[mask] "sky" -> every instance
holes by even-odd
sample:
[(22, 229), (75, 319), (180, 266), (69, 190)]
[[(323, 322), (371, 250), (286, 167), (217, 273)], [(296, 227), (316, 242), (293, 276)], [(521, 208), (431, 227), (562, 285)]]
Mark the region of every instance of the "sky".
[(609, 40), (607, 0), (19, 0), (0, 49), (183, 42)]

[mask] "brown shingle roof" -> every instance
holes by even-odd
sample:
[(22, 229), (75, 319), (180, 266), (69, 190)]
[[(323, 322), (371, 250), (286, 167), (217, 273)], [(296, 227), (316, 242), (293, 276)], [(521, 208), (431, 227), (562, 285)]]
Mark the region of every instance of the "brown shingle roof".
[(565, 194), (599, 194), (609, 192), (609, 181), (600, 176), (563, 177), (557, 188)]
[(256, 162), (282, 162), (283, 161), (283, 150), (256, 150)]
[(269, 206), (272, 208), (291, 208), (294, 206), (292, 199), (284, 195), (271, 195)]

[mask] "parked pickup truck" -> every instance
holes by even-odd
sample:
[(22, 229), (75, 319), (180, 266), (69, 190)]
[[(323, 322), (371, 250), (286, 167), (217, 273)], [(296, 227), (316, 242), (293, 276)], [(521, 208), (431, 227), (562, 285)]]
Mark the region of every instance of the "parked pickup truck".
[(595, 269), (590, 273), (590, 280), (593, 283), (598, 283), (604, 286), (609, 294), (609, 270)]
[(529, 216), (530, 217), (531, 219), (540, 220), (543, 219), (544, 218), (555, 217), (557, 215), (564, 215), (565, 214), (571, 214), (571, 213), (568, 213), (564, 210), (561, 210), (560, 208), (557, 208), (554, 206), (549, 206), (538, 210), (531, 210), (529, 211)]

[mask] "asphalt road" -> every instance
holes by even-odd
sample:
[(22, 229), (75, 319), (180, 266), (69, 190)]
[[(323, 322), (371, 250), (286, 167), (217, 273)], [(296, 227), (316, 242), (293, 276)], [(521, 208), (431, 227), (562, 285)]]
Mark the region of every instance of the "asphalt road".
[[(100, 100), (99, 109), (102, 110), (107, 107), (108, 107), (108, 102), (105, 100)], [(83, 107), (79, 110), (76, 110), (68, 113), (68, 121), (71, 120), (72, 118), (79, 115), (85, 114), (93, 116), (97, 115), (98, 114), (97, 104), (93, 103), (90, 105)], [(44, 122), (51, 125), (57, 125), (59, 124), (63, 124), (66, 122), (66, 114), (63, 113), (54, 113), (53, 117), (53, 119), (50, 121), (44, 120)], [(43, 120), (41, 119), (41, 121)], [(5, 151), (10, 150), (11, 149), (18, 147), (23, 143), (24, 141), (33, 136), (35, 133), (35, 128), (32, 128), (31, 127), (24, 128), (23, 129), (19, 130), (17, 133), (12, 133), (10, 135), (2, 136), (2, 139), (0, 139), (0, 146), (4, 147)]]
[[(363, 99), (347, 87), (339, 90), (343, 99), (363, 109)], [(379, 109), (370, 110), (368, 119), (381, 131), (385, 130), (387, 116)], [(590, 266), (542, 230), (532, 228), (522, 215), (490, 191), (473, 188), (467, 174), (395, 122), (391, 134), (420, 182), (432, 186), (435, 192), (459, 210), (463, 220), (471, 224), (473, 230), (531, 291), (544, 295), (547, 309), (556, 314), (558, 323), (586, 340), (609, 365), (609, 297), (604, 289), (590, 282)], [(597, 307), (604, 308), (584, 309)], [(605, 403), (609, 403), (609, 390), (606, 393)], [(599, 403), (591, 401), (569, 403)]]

━━━━━━━━━━━━━━━━━━━━

__EXERCISE DETAILS__: Please output every line of the items above as a Markdown table with the columns "Row" and "Line", one line per row, numbered in order and leaving out blank lines.

__THE COMPLETED TASK__:
| Row | Line |
|---|---|
| 1 | [mask] "sky" -> every instance |
| 2 | holes by even-odd |
| 3 | sample: |
| 4 | [(22, 229), (75, 319), (180, 266), (69, 190)] |
| 5 | [[(323, 322), (371, 250), (286, 167), (217, 273)], [(296, 227), (316, 242), (293, 276)], [(521, 208), (431, 227), (562, 285)]] |
| 6 | Mark the region of every instance of the "sky". |
| 7 | [(609, 40), (607, 0), (19, 0), (0, 49), (183, 42)] |
| 8 | [mask] "brown shingle roof" -> every instance |
| 9 | holes by even-odd |
| 10 | sample: |
| 11 | [(22, 229), (75, 319), (180, 266), (69, 190)] |
| 12 | [[(323, 322), (371, 250), (286, 167), (217, 273)], [(296, 227), (316, 242), (293, 276)], [(521, 208), (431, 227), (562, 285)]] |
| 13 | Mark the region of every instance of the "brown shingle roof". |
| 14 | [(565, 194), (599, 194), (609, 192), (609, 181), (600, 176), (563, 177), (557, 188)] |
| 15 | [(256, 162), (282, 162), (283, 161), (283, 150), (256, 150)] |
| 16 | [(269, 206), (272, 208), (291, 208), (294, 206), (292, 199), (284, 195), (271, 195)] |
| 17 | [mask] "parked pickup truck" -> every instance |
| 18 | holes by even-odd |
| 19 | sample: |
| 20 | [(22, 229), (75, 319), (180, 266), (69, 190)] |
| 21 | [[(323, 322), (371, 250), (286, 167), (217, 273)], [(296, 227), (316, 242), (293, 276)], [(521, 208), (431, 227), (562, 285)]] |
| 22 | Mark the region of every instance of the "parked pickup truck". |
| 23 | [(595, 269), (590, 273), (590, 280), (593, 283), (598, 283), (604, 286), (609, 294), (609, 270)] |
| 24 | [(529, 216), (530, 217), (531, 219), (540, 220), (543, 219), (544, 218), (555, 217), (557, 215), (564, 215), (565, 214), (571, 214), (571, 213), (568, 213), (564, 210), (561, 210), (560, 208), (557, 208), (554, 206), (549, 206), (538, 210), (531, 210), (529, 211)] |
| 25 | [mask] "asphalt road" -> every instance |
| 26 | holes by even-odd |
| 27 | sample: |
| 28 | [(22, 229), (75, 319), (180, 266), (69, 190)] |
| 29 | [[(323, 322), (371, 250), (286, 167), (217, 273)], [(296, 227), (316, 242), (293, 276)], [(521, 208), (431, 227), (562, 285)]] |
| 30 | Mark the region of every instance of the "asphalt road". |
| 31 | [[(100, 100), (99, 109), (102, 110), (107, 107), (108, 107), (108, 102), (105, 100)], [(83, 107), (79, 110), (76, 110), (68, 113), (68, 121), (71, 120), (72, 118), (79, 115), (85, 114), (93, 116), (97, 115), (98, 114), (97, 104), (93, 103), (90, 105)], [(44, 122), (51, 125), (57, 125), (59, 124), (63, 124), (66, 122), (66, 114), (63, 113), (54, 113), (53, 117), (53, 119), (50, 121), (44, 120)], [(43, 120), (41, 119), (41, 121)], [(5, 151), (10, 150), (11, 149), (18, 147), (23, 143), (24, 141), (33, 136), (35, 133), (35, 128), (32, 128), (31, 127), (24, 128), (23, 129), (19, 130), (17, 133), (12, 133), (10, 135), (2, 136), (2, 139), (0, 139), (0, 146), (4, 147)]] |
| 32 | [[(363, 99), (347, 87), (339, 90), (343, 99), (363, 109)], [(379, 109), (370, 110), (368, 119), (381, 131), (385, 130), (387, 116)], [(590, 266), (542, 230), (532, 228), (522, 215), (490, 191), (473, 188), (467, 174), (395, 122), (391, 134), (420, 182), (432, 186), (435, 192), (459, 210), (463, 220), (471, 224), (473, 230), (531, 291), (544, 295), (547, 309), (556, 314), (558, 323), (586, 340), (609, 365), (609, 297), (604, 289), (590, 282)], [(597, 307), (604, 308), (584, 309)], [(605, 403), (609, 403), (609, 390), (606, 393)], [(599, 403), (591, 401), (569, 403)]] |